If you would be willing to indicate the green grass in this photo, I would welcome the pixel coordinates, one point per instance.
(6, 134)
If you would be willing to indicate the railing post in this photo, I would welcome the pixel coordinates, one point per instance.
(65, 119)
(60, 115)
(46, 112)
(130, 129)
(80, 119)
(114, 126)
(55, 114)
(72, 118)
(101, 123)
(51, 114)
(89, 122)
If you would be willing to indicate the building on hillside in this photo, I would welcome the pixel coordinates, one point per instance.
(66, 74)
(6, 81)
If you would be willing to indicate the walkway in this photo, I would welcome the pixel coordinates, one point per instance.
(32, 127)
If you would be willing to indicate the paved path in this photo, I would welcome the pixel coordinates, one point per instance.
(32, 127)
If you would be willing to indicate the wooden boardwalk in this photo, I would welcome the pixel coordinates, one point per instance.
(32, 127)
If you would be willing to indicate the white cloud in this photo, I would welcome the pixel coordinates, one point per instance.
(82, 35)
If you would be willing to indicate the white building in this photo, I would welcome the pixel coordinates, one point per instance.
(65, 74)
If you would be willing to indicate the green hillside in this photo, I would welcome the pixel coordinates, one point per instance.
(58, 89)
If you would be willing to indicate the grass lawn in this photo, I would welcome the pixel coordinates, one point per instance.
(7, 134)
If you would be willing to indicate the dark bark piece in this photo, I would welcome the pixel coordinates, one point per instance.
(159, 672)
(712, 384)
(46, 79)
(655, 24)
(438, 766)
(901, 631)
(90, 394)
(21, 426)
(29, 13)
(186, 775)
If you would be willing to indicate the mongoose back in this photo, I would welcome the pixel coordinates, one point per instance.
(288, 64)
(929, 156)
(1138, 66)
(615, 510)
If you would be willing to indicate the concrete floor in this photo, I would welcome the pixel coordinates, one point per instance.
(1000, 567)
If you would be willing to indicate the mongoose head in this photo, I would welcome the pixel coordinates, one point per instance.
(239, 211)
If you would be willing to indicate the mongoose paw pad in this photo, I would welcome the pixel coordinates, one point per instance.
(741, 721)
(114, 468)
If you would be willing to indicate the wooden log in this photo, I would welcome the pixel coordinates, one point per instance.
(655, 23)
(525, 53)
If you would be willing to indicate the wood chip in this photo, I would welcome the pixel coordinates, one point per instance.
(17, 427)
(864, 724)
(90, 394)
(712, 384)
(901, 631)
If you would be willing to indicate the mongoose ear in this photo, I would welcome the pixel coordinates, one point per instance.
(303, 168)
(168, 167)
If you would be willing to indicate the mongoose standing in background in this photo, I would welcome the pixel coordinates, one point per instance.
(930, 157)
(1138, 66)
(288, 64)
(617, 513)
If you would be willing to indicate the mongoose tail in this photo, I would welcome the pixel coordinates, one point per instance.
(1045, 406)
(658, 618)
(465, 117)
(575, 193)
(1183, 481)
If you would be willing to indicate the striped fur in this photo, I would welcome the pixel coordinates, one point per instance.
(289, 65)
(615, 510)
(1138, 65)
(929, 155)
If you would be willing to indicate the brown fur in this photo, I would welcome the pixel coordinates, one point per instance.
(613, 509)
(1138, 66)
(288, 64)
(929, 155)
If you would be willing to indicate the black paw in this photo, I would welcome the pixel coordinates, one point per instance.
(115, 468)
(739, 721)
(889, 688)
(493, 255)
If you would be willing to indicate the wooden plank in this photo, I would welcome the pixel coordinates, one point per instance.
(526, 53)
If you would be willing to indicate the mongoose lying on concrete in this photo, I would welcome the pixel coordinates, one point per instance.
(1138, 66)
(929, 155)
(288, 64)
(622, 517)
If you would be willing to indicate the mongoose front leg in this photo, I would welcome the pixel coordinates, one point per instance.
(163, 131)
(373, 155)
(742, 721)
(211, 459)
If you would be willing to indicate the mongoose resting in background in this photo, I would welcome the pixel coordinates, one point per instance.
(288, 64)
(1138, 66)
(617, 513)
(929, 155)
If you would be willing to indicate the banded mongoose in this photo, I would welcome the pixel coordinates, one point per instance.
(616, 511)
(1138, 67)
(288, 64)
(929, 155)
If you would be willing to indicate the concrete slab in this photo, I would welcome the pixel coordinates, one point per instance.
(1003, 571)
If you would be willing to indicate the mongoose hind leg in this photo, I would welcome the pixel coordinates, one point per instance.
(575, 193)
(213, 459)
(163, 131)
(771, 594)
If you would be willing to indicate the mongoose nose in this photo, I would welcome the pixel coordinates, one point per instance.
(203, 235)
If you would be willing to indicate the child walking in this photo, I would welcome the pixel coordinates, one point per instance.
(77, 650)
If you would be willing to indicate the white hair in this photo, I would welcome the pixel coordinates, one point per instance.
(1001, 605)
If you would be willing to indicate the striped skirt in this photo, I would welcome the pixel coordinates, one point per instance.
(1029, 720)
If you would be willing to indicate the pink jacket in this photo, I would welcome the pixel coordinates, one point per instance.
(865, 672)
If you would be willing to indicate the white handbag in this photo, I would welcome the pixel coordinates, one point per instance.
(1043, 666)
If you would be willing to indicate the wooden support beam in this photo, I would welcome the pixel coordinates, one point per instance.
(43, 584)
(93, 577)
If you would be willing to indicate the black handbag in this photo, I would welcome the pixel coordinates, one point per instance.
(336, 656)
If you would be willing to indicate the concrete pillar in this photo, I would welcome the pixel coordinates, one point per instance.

- [EXERCISE]:
Rewrite the records from the line with "If you would be willing to indicate the pink" up to and including the line with "(1043, 666)", putting "pink coat" in place of "pink jacket" and leaving everything else the same.

- [EXERCISE RESPONSE]:
If you would be willing to indicate the pink coat in this photo, I would welcome the pixel coordinates, one point per instance.
(865, 672)
If you would be willing to indicate the white handbag in this photo, I would welcome the pixel coordinates, one point per instance.
(1043, 666)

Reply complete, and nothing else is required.